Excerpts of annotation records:
========================================
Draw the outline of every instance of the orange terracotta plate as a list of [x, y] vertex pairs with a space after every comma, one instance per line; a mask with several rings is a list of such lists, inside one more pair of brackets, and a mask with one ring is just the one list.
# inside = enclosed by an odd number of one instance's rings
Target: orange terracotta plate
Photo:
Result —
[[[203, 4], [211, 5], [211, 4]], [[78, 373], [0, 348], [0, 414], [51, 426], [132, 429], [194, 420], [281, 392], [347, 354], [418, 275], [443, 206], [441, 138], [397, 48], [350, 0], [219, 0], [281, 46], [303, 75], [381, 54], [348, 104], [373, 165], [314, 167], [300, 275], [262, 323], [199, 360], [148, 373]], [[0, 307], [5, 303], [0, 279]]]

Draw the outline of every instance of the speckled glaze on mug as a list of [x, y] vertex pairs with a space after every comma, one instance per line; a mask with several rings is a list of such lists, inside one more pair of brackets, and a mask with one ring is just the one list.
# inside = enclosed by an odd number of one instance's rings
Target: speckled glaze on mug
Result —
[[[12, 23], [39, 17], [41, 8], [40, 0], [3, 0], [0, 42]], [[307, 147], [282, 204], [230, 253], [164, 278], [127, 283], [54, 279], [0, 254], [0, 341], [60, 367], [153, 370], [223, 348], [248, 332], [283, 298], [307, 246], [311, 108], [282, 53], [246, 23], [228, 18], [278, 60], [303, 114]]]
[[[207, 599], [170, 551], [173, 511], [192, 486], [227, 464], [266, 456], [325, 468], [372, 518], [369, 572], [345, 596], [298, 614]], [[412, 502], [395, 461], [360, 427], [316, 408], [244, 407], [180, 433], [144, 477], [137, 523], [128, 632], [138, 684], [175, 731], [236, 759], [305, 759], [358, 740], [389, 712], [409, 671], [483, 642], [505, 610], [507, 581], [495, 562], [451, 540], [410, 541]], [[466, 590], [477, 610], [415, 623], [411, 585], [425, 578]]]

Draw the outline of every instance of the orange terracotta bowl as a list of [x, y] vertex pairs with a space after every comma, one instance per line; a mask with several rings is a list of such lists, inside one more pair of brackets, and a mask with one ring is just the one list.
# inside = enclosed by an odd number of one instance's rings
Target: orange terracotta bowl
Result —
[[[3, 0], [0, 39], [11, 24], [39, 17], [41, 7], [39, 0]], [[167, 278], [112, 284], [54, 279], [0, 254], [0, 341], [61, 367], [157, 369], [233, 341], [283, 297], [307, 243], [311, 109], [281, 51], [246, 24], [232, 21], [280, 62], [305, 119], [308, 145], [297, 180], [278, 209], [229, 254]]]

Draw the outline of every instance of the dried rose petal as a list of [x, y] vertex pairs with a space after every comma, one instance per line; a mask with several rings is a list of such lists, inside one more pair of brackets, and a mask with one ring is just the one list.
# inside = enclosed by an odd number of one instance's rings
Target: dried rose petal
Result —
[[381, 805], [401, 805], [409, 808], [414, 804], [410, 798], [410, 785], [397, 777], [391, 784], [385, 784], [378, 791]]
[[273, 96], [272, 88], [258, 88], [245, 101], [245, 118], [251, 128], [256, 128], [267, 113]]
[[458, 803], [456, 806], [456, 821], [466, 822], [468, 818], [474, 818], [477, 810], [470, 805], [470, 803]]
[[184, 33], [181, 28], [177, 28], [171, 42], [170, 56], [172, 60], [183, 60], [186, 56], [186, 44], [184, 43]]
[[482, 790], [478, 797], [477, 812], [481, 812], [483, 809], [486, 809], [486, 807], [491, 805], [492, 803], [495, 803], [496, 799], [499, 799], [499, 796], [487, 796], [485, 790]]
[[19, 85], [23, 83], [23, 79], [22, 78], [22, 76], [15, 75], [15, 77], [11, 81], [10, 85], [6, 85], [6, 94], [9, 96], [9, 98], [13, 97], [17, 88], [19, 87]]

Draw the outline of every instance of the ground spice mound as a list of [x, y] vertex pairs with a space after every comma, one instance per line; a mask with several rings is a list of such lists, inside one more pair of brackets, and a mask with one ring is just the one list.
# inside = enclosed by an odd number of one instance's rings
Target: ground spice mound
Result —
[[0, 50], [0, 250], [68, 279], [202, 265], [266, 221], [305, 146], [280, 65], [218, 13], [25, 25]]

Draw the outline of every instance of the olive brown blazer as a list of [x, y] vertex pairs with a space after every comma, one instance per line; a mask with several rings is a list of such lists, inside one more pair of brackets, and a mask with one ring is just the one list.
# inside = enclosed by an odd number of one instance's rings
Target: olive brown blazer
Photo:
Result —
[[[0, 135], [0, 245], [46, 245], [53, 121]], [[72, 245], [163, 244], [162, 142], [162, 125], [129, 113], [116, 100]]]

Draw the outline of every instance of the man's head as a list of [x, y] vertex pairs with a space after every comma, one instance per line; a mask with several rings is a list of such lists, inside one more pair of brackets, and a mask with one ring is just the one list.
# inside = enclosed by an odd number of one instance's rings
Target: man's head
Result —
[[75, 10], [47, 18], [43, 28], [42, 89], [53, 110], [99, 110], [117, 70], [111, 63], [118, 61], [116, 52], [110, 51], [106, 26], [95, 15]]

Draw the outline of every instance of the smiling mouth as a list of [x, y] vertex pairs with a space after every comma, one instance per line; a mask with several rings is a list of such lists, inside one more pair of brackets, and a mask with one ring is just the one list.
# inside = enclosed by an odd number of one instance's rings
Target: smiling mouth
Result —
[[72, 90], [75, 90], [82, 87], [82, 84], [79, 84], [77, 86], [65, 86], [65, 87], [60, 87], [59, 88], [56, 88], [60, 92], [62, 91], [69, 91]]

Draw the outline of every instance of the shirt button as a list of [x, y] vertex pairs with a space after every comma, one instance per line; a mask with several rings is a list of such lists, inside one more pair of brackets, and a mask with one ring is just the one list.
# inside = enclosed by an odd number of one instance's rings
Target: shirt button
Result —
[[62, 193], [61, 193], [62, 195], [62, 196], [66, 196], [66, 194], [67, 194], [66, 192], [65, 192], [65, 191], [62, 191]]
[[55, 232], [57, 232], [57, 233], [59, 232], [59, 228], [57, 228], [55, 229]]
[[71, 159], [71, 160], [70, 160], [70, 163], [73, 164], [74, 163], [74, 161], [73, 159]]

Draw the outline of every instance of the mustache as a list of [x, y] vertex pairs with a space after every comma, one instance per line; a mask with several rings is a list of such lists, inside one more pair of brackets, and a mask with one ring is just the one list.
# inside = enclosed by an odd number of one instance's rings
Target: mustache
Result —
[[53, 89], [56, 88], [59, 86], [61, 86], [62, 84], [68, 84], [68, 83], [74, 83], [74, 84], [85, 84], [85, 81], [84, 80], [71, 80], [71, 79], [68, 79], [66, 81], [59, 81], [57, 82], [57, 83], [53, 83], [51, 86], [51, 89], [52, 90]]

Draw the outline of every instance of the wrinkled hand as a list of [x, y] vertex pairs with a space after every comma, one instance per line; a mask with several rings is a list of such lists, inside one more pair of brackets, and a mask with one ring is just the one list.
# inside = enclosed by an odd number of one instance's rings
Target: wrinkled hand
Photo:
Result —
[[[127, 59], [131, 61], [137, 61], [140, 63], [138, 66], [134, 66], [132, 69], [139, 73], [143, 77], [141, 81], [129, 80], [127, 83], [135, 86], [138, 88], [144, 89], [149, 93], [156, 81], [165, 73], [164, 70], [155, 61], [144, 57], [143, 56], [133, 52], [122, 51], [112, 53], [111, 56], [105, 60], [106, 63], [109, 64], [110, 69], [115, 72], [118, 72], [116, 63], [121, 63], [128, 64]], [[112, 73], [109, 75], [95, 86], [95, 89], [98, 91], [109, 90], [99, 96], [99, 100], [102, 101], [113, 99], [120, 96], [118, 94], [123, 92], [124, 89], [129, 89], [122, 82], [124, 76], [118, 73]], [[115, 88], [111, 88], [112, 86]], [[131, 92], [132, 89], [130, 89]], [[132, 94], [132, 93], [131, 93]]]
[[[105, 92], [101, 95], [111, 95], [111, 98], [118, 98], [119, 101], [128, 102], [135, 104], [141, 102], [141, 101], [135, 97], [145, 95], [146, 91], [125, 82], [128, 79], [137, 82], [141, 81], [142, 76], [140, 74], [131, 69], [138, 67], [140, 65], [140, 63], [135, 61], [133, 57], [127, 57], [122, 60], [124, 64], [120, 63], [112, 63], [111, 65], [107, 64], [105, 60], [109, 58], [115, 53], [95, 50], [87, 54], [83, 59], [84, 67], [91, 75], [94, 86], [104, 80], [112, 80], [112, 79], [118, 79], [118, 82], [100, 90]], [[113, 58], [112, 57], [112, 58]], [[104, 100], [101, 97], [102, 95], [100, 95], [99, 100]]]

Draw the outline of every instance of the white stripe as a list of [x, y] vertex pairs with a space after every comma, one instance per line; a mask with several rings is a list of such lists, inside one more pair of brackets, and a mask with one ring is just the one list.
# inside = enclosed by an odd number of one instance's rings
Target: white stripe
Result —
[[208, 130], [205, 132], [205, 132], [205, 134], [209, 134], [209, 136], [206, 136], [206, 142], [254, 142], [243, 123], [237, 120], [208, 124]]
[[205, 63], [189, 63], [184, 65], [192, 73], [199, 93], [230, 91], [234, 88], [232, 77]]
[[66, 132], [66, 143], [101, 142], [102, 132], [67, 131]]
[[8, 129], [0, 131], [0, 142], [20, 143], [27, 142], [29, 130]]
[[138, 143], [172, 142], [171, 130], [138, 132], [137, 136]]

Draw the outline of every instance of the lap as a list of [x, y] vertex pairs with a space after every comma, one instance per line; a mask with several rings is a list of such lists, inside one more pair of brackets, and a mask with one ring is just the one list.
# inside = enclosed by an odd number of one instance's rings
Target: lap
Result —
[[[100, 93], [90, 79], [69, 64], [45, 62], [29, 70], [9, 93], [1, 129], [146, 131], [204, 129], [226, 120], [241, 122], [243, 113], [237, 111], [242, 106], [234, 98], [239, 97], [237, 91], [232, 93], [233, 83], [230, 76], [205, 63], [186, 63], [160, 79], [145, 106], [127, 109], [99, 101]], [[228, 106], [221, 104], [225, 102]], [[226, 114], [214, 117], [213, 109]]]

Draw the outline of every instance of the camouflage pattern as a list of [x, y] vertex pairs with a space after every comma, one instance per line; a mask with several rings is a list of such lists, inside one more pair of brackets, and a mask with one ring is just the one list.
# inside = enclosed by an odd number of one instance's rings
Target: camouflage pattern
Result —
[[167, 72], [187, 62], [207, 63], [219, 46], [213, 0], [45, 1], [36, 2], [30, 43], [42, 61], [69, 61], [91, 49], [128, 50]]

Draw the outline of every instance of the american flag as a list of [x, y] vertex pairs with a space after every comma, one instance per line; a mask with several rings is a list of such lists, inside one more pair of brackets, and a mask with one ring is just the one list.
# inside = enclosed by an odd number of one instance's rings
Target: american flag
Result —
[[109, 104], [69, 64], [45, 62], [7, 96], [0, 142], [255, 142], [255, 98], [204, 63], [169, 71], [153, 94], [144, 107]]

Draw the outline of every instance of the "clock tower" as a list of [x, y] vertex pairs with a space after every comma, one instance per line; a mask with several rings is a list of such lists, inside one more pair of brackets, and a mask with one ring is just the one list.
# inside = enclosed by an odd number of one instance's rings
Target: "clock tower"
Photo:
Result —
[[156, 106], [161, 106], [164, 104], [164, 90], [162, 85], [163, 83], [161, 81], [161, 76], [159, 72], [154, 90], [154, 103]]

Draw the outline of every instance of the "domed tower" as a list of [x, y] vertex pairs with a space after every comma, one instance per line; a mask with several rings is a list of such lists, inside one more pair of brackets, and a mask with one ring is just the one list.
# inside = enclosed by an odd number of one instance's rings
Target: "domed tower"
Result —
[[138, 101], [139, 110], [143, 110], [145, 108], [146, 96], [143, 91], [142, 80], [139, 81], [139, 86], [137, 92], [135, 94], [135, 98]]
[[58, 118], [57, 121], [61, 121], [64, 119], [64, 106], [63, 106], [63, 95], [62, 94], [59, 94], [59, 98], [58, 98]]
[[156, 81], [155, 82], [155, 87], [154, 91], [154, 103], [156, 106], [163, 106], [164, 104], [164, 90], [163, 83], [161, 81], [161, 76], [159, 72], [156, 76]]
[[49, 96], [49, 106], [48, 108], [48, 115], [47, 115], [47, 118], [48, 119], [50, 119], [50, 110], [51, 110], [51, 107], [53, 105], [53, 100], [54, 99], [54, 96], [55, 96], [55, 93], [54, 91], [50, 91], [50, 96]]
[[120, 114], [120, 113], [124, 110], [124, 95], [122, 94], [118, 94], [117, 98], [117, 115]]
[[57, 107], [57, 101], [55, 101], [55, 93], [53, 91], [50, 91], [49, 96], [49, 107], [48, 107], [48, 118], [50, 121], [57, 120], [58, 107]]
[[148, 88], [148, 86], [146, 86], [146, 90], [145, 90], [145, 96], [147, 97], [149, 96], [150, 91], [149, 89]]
========================================
### WHAT YOU ARE ASKED TO DO:
Arrange the records from their start through the line containing "303], [0, 279]]]" as a two-column CSV with the columns request and answer, one row per request. Put each request's text and its answer in a single quoted field, with line breaks replaced by spaces.

### RESULT OF THIS EXERCISE:
request,answer
"Draw the outline of every instance of the orange terracotta plate as a list of [x, y] vertex pairs with a space after every comma, one instance per line; a mask with several rings is a list of such lists, inside one more pair of brackets, and a mask with one ring is just the one list. # inside = enclosed by an odd number of one instance's rings Target: orange terracotta plate Photo: Result —","[[[203, 4], [211, 5], [211, 4]], [[78, 373], [0, 348], [0, 414], [51, 426], [132, 429], [194, 420], [281, 392], [347, 354], [418, 275], [443, 206], [441, 138], [397, 48], [350, 0], [219, 0], [281, 46], [303, 75], [381, 54], [348, 104], [373, 165], [314, 167], [300, 275], [262, 323], [199, 360], [148, 373]], [[0, 307], [5, 303], [0, 279]]]"